What to produce:
Print every record exactly, with nothing added or left out.

------------------------------------------------

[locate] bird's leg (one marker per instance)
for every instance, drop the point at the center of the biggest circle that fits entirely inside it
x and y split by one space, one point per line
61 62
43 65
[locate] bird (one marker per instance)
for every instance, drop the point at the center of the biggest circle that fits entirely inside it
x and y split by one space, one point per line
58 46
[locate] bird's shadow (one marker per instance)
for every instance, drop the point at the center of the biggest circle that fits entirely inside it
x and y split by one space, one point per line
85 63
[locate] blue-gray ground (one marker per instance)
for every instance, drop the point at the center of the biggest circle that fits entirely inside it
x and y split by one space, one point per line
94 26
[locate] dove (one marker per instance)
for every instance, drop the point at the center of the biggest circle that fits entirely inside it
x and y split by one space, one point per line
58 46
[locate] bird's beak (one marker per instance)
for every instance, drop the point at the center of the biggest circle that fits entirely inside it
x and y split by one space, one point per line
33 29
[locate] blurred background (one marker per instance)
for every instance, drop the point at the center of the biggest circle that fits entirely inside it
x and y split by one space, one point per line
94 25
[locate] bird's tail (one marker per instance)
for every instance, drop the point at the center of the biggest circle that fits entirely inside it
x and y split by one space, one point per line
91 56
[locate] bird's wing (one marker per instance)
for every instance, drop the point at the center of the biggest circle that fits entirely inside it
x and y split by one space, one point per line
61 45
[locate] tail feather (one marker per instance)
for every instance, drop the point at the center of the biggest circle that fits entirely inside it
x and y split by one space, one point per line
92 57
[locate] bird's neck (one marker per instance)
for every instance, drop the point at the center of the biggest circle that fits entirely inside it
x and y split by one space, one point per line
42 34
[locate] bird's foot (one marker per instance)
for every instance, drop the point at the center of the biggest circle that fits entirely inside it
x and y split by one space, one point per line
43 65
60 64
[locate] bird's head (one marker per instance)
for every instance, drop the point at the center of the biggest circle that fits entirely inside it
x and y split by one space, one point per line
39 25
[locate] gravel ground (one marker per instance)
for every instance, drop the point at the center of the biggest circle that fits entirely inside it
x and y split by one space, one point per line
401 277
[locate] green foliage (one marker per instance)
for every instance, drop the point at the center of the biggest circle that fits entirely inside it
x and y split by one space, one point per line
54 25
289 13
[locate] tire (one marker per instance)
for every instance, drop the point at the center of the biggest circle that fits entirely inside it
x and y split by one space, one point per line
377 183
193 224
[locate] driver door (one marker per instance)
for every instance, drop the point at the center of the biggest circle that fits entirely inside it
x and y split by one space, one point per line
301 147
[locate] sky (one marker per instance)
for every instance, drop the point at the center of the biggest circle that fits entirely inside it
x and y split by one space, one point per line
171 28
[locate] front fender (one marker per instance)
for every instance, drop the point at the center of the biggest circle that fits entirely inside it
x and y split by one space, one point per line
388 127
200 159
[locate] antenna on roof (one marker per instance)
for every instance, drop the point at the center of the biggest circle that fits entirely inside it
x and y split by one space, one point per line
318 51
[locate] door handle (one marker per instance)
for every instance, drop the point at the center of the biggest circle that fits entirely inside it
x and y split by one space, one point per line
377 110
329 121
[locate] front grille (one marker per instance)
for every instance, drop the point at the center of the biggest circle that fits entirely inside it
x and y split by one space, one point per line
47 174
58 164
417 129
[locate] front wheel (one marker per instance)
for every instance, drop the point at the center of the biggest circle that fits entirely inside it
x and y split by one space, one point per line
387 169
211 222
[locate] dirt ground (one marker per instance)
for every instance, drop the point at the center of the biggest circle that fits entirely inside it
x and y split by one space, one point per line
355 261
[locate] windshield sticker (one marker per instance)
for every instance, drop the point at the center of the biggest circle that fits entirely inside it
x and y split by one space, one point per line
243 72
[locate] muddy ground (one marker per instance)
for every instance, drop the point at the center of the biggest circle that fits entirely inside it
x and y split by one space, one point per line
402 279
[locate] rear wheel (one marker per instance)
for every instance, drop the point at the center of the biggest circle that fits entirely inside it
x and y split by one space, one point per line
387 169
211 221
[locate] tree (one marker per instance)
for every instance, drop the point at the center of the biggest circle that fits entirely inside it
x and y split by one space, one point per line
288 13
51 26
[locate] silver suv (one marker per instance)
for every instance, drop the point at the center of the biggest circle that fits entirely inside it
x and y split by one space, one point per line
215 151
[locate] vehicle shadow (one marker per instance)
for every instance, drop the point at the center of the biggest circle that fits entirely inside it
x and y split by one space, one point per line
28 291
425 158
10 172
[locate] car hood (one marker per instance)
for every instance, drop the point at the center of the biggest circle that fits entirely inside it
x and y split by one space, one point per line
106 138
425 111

------------------------------------------------

Solution:
[locate] bird's leg (one marker per instance)
for every instance, drop the point at the center of the biggest circle that fits entirely inside it
x and y split by one space, one point per line
61 62
43 65
[locate] bird (one marker per instance)
for every instance, drop the point at the center of the biggest circle that fits entirely inside it
x and y split by one space, one point per line
58 46
[locate] bird's shadow (one marker per instance)
for every instance, drop the point at the center of the biggest circle that fits entirely inside it
x and y split by one space, one point per line
85 63
[locate] blue-gray ground (one marker per instance)
for every instance, drop the point at the center of the biggest circle that fits entirely inside it
x and y split by one space, one point per line
94 26
[locate] dove (one marker per instance)
for every instance, drop the point at the center of the biggest circle that fits entirely inside it
x and y split by one space, one point per line
58 46
[locate] bird's beak (one marker per instance)
for every instance, drop the point at the center of the biggest circle that fits entirely inside it
x and y split by one space, one point per line
33 29
[locate] blurred background (one marker per instance)
for every instance, drop the point at the center of the biggest circle that fits entirely inside it
x and y split by one space, one point per line
94 25
[locate] bird's tail (one marker per instance)
for every instance, drop the point at the center of the biggest circle that fits entirely inside it
x and y split by one space, one point per line
91 56
[locate] bird's wing (one marker per instance)
for every instance, drop the point at the center of the biggest circle that fits entirely inside it
x and y split by one space, one point per line
61 45
[locate] tail feather (one marker per instance)
for every instance, drop the point at the center of the biggest circle that fits entirely inside it
x and y split by one space, one point per line
92 57
[locate] bird's neck (one marker per instance)
for every instance, drop the point at the center of the biggest circle that fits entirely inside it
x and y split by one space, one point per line
42 34
[locate] bird's foot (one marker per instance)
for every instance, drop the point at the center of the biggest circle that fits entirely inside it
x and y split by one space, one point per line
43 65
60 64
[locate] bird's head (one marker per instance)
for every instance, drop the point at the center of the biggest circle that fits entirely inside it
x and y split by one space, one point per line
39 25
[locate] gravel ground (one marker per instance)
for every instance, drop the point at the center of the biggest circle that fits entirely inside it
x and y split by one space, one point per line
401 277
[locate] green foliage (one marker per instance)
for every instance, drop the point at the center of the biggest circle that fits entirely inside it
x and y split by one space, one point per line
54 25
289 13
[locate] tire (one marker per instance)
for every instance, drop the point at the center of the biggest circle that fits entirely inside it
x and y split by one space, one point per line
377 183
193 224
[locate] driver door (one marker per instance)
for every instance, drop the point at the center of the biggest circle that fits entirely inside it
x and y split by one space, one point per line
301 147
[locate] sky (one marker per instance)
for every instance, drop the point at the center of the biggest circle that fits entirely inside it
x and y split by one space, one point per line
171 28
[locate] front fender (one marker per instance)
for every instance, drop the point at the center of the biggest circle that fits entirely inside it
x and y split by one space, one point per line
388 127
200 159
[locate] antenna on roof (one marker per instance)
for every instance, drop the point at the center of the biggest circle that fits entirely inside it
x and y split by one space, one point per line
318 51
[locate] door handle (one marker per instance)
for every instance, drop the point at the center of the biggest circle that fits entirely inside it
x and y split by one space, one point per line
377 110
329 121
[locate] front grille (one marker per instance)
for every instance, drop the point at the center of the biggest circle that fits entirely inside it
x and y split by one space, one point per line
47 174
58 164
417 129
[locate] front wheel (one marker per instance)
for every instance, drop the point at the center of the biggest circle that fits entirely inside it
x and y split by one space, one point per line
387 169
211 222
[locate] dirt ground (one marker per instance)
for every instance, drop the point at the center of the biggest circle that fits entirely inside it
x and y split by one space, one point per line
355 261
[locate] windshield sticker (one marker per instance)
for every instance, drop the point at the center of the biggest circle that fits entirely inside it
x and y split by one space, one point per line
243 72
[locate] muddy ground (one marker per instance)
for every instance, drop the point at the center of the biggest circle that fits entirely inside it
x and y split by one space, one point per line
402 279
[locate] rear wheel (one marker per instance)
for every instance, drop the point at the center of the biggest circle that fits entirely inside it
x and y split by one space, one point per line
387 169
211 221
[locate] tree (one marker per instance)
for every instance, drop the point at the center of the biggest circle that fits entirely inside it
x and y split by one space, one point per line
288 13
51 26
[locate] silver suv (one marker per instance)
for every instance, drop the point at the center of the biggest circle that fits entirely inside it
x and y split by one space, one point per line
215 151
[locate] vehicle shadow (one marker per instance)
for every instance, drop the point at the center of the biggest circle that fits entirely inside it
x and y split by one space, one point per line
28 291
425 158
10 172
[locate] car hood (one marker per instance)
for every instance, drop the point at the center of the biggest circle that fits entirely inside it
x and y split by one space, one point per line
106 138
425 111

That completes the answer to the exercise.